INPUT FOR THIS TASK:

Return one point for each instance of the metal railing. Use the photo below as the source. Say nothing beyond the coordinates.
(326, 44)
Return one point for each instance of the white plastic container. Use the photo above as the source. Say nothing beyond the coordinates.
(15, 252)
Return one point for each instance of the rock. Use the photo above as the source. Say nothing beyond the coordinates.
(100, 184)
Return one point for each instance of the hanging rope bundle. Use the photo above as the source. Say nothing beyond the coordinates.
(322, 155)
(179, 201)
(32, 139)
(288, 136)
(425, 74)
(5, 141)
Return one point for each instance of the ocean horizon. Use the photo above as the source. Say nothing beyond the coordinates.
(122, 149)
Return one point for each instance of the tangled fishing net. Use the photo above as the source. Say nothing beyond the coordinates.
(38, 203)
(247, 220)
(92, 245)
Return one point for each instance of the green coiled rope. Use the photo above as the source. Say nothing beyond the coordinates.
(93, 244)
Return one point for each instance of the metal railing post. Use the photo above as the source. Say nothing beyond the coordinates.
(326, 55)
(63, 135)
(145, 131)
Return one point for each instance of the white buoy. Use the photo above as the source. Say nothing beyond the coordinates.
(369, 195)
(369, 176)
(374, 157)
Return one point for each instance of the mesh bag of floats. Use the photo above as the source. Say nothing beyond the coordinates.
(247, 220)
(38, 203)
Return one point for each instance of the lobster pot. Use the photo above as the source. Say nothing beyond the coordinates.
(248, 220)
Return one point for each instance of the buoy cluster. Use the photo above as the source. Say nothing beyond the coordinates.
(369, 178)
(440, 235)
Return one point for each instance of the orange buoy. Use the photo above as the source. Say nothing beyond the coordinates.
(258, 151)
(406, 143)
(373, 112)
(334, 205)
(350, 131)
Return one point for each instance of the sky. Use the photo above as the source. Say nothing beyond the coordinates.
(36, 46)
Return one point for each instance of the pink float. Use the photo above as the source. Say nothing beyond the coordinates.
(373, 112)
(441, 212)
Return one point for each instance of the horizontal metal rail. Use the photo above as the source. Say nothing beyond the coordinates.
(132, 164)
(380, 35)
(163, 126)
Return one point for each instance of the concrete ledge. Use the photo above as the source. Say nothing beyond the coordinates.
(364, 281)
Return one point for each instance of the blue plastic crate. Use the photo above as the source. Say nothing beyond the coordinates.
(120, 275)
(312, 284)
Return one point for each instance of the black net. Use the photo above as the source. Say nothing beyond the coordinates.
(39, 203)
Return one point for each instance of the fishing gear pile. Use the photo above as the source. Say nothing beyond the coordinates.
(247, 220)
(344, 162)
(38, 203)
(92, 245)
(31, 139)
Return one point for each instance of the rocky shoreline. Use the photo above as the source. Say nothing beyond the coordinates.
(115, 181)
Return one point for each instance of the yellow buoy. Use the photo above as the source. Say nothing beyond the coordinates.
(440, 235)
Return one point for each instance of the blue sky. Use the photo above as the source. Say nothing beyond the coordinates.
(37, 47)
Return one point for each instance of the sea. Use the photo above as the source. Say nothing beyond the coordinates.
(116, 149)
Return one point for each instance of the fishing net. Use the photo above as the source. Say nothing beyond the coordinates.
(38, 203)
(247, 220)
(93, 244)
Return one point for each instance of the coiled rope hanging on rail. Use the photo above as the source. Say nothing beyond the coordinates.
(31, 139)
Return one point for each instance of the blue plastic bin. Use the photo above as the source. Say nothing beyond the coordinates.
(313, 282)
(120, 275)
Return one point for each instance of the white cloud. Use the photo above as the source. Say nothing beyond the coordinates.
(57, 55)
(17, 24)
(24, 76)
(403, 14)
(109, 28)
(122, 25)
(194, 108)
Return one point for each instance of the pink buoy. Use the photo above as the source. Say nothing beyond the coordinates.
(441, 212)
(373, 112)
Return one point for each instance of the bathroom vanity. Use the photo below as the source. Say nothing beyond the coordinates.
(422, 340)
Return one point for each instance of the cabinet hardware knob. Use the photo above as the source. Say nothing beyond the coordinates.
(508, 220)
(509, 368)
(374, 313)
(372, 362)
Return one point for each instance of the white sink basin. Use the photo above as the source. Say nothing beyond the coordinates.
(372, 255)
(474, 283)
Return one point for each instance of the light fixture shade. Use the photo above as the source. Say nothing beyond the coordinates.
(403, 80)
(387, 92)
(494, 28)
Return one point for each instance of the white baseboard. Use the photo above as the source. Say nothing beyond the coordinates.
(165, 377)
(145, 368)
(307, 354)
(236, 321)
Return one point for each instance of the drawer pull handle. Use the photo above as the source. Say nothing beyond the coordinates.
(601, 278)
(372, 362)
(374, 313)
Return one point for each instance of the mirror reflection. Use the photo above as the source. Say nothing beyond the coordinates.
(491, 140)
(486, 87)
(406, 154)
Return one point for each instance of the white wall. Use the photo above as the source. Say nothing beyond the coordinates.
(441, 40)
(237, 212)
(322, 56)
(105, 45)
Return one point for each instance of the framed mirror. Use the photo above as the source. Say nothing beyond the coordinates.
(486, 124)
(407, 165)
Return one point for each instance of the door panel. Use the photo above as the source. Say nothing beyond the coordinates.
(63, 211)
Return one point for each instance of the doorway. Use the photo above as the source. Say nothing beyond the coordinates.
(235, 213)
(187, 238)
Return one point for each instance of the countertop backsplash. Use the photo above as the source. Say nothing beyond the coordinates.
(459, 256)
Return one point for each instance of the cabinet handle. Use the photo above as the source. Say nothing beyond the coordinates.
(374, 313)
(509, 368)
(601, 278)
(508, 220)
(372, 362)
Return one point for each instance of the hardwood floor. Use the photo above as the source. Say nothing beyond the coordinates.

AIM OF THE TASK:
Please output the entire listing exactly as it stands.

CORRECT ANSWER:
Return one point for each instance of the metal railing. Use the photo below as the source. Say nothing beyond the coordinates.
(326, 44)
Return one point for each instance of the white plastic container. Use the photo above as the source. Say nothing beyond the coordinates.
(15, 252)
Return one point for each instance of the rock. Use the photo above as the source. Say nothing beyond the coordinates.
(100, 184)
Return one point for each instance of the hanging rope bundle. Use the photo above as the source. Say nothing beyond the coordinates.
(322, 155)
(179, 201)
(32, 139)
(288, 136)
(425, 74)
(5, 141)
Return one point for each instance of the ocean horizon. Use the photo above as the source. Say nothing beyond the coordinates.
(122, 149)
Return one point for each instance of the tangled fishing net. Use the photo above as the source. Say nothing beyond the coordinates.
(38, 203)
(247, 220)
(92, 245)
Return one point for each instance of the green coiled rope. Use the photo above as the source. Say nothing beyond the coordinates.
(93, 244)
Return one point for each instance of the metal railing post. Use the photo above as the source. Say nothing beyond the coordinates.
(326, 55)
(63, 135)
(145, 131)
Return one point for each instance of the white buoy. Use the photo above as the source. Say nothing beyond the coordinates.
(369, 195)
(369, 176)
(374, 157)
Return one point for each instance of the mesh bag of floats. Use the photo above as the source. Say nothing beyond the coordinates.
(247, 220)
(38, 203)
Return one point for each instance of the lobster pot. Use the photo above as the source. Say nothing beyond the coordinates.
(248, 220)
Return one point for each instance of the buoy cluster. Use the photo above as the source. Say nothing beyond the coordinates.
(369, 178)
(440, 235)
Return one point for each instance of the orange buoy. Use the photo above as the source. Say nothing beyond the coordinates.
(258, 151)
(406, 143)
(373, 112)
(334, 205)
(350, 131)
Return one point for each instance of the sky. Use the photo above as the source. Say nothing beyond the coordinates.
(36, 46)
Return one point for each instance of the pink float. Use the photo above as the source. Say nothing beyond the coordinates.
(373, 112)
(441, 212)
Return one point for each instance of the horizontal metal rail. Use the photo above as the source. Say nothing beyond the coordinates.
(132, 164)
(380, 35)
(163, 126)
Return one point for each instance of the concrete ledge. Use the photo above as the source. Say nothing beyond the coordinates.
(364, 281)
Return one point for each instance of the blue plastic crate. Use the photo above as the source. Say nothing beyond the coordinates.
(120, 275)
(312, 284)
Return one point for each instance of the black net. Use the photo above as the source. Say nothing beyond the coordinates.
(39, 203)
Return one point for each instance of the fishing gear pile. Use the photo above as the source. Say nothing beyond the coordinates.
(247, 220)
(344, 162)
(38, 203)
(92, 245)
(31, 139)
Return one point for each instance of the rocky shoreline. Use the photo above as the source. Say nothing beyond the coordinates.
(115, 181)
Return one point for each instance of the yellow buoy. Use the photo above as the source. Say nothing beyond the coordinates.
(440, 235)
Return one point for each instance of the blue sky. Use the photo above as the source. Say nothing beyond the coordinates.
(37, 47)
Return one point for each instance of the sea. Use the photo above as the source. Say nothing beyond the coordinates.
(116, 149)
Return one point for each instance of the fishing net. Use the photo above as the source. Say nothing beyond the coordinates.
(38, 203)
(247, 220)
(93, 244)
Return one point for each instance of the coiled rope hanging on rail. Use the photo above as the source. Say nothing beyond the coordinates.
(31, 139)
Return one point for each instance of the blue plastic bin. Use the photo above as the source. Say nothing beyond the coordinates.
(313, 282)
(120, 275)
Return one point for each instance of the white cloud. Use the photo above as the source. Say nothing beyond the coordinates.
(57, 55)
(17, 24)
(24, 76)
(403, 14)
(109, 28)
(122, 25)
(194, 108)
Return one point for each instance of the pink buoy. Use the photo above as the source. Say nothing beyond the coordinates.
(441, 212)
(373, 112)
Return one point for each instance of the bathroom vanity. Use the photo below as the source. Say nothing beyond the coordinates.
(422, 340)
Return one point for each instance of the cabinet hardware knob. Use the photo above as the source. Say nothing beyond the coordinates.
(508, 220)
(509, 368)
(374, 313)
(372, 362)
Return one point for each instance of the white sink basin. Use the photo above as the source. Say nothing beyond the coordinates.
(372, 255)
(474, 283)
Return one point for each instance of the light fixture shade. Use the photo above as the source. Say nothing beyond the coordinates.
(403, 80)
(387, 92)
(494, 28)
Return one point for each instance of the white baseboard. Use the photo above as the source. Say nothing beyond the coordinates.
(165, 377)
(145, 368)
(307, 354)
(236, 321)
Return one point for each instance of the drawer pull handle. Use the photo above as the source. Say nothing beyond the coordinates.
(601, 278)
(372, 362)
(374, 313)
Return one point for each instance of the mirror reflection. Use the photo above as the source. Say nothing beyond the coordinates.
(491, 140)
(486, 87)
(406, 154)
Return one point for each instance of the white wall. Use the photo above as the source. Say nothing beyond the coordinates.
(441, 40)
(237, 212)
(322, 56)
(105, 45)
Return one point for each instance of the framed mirror. Use the photo above as the source. Say nothing beyond the coordinates.
(486, 124)
(407, 165)
Return one point for each instance of the door panel. Use the photo above as the source. Say nothing beyond the coordinates.
(63, 211)
Return one point for each instance of the doorway. Use the photo above as the source. Say nothing beyond the coordinates.
(235, 213)
(187, 238)
Return one point for each instance of the countertop backsplash. Use the photo above as the source. Say nothing beyond the coordinates.
(459, 256)
Return one point for each instance of the cabinet handle. Use the photo above as the source. Say nothing beyond the coordinates.
(374, 313)
(509, 368)
(601, 278)
(508, 220)
(372, 362)
Return one point for each instance of the hardwood floor. Use the photo above as the source. Say nothing beyond the coordinates.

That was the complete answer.